# MATERIAL PROVIDED
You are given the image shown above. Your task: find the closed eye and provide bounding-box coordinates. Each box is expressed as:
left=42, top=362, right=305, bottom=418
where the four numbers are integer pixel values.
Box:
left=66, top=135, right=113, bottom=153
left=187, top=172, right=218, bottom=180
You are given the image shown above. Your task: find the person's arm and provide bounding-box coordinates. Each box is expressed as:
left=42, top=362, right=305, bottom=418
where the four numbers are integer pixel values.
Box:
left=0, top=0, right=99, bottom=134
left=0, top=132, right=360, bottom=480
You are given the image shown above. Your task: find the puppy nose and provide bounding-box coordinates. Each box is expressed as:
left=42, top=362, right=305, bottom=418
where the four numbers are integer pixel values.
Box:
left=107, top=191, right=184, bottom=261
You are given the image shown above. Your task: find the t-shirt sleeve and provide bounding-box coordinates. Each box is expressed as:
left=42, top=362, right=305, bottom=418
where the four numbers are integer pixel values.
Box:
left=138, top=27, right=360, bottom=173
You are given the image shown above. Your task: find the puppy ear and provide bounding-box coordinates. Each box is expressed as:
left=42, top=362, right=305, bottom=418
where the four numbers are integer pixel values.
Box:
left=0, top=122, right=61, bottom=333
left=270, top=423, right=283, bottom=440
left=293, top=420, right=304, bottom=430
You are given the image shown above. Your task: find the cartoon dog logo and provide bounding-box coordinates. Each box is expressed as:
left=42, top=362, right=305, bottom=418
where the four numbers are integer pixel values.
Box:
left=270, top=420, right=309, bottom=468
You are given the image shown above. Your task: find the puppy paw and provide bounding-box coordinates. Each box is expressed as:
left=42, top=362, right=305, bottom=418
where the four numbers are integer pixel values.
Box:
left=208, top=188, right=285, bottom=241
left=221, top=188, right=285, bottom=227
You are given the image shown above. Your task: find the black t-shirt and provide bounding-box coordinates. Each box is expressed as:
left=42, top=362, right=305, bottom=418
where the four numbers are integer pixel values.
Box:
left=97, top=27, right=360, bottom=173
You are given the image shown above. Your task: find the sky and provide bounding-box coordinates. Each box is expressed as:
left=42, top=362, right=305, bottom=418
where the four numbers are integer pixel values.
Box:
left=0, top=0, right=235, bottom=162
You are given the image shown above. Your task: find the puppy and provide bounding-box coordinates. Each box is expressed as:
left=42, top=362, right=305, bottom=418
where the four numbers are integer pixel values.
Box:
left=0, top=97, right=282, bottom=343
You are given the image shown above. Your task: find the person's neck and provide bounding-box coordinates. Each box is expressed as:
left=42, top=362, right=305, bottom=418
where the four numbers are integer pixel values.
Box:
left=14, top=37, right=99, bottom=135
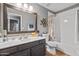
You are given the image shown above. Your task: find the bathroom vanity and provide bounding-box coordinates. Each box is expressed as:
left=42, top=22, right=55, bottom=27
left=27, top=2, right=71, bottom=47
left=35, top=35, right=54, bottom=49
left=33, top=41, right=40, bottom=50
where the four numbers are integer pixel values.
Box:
left=0, top=38, right=45, bottom=56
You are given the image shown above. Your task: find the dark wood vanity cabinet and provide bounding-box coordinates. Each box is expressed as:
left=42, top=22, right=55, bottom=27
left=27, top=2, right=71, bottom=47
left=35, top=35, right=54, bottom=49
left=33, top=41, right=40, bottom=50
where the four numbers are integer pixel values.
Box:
left=30, top=44, right=45, bottom=56
left=0, top=39, right=45, bottom=56
left=11, top=49, right=30, bottom=56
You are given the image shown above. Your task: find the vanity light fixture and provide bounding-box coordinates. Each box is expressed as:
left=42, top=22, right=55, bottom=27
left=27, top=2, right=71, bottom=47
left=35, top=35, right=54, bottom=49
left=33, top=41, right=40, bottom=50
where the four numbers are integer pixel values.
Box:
left=64, top=19, right=68, bottom=23
left=16, top=3, right=22, bottom=8
left=23, top=3, right=28, bottom=10
left=16, top=3, right=33, bottom=12
left=28, top=6, right=33, bottom=11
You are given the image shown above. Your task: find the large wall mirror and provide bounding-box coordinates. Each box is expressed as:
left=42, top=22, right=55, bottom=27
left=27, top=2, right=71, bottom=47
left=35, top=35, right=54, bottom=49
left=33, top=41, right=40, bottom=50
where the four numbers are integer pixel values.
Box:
left=3, top=4, right=37, bottom=33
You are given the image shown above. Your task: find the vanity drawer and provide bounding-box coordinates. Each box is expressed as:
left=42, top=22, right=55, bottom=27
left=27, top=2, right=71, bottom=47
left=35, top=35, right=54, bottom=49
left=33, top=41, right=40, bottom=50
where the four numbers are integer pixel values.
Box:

# REQUIRED WORK
Copy out the stretch of records that opens with the line containing "find the black" and closes with the line containing "left=97, top=27, right=360, bottom=173", requests included, and shift every box coordinate in the answers by -130. Leave the requests and their sample box unchanged.

# EXERCISE SOLUTION
You are given the image shown above. Your task: find the black t-shirt and provide bounding-box coordinates. Each box is expressed as:
left=42, top=362, right=305, bottom=418
where the four numbers are integer pixel values.
Box:
left=-33, top=-103, right=230, bottom=43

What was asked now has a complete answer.